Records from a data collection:

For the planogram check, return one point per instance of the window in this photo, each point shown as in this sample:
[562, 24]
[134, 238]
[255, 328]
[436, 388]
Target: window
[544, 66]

Task objective: Would you write down every record again, exactly?

Output:
For the planogram check, return one point per instance of the window in this photo, each point shown as in this sample:
[562, 24]
[134, 238]
[255, 328]
[436, 388]
Target: window
[544, 66]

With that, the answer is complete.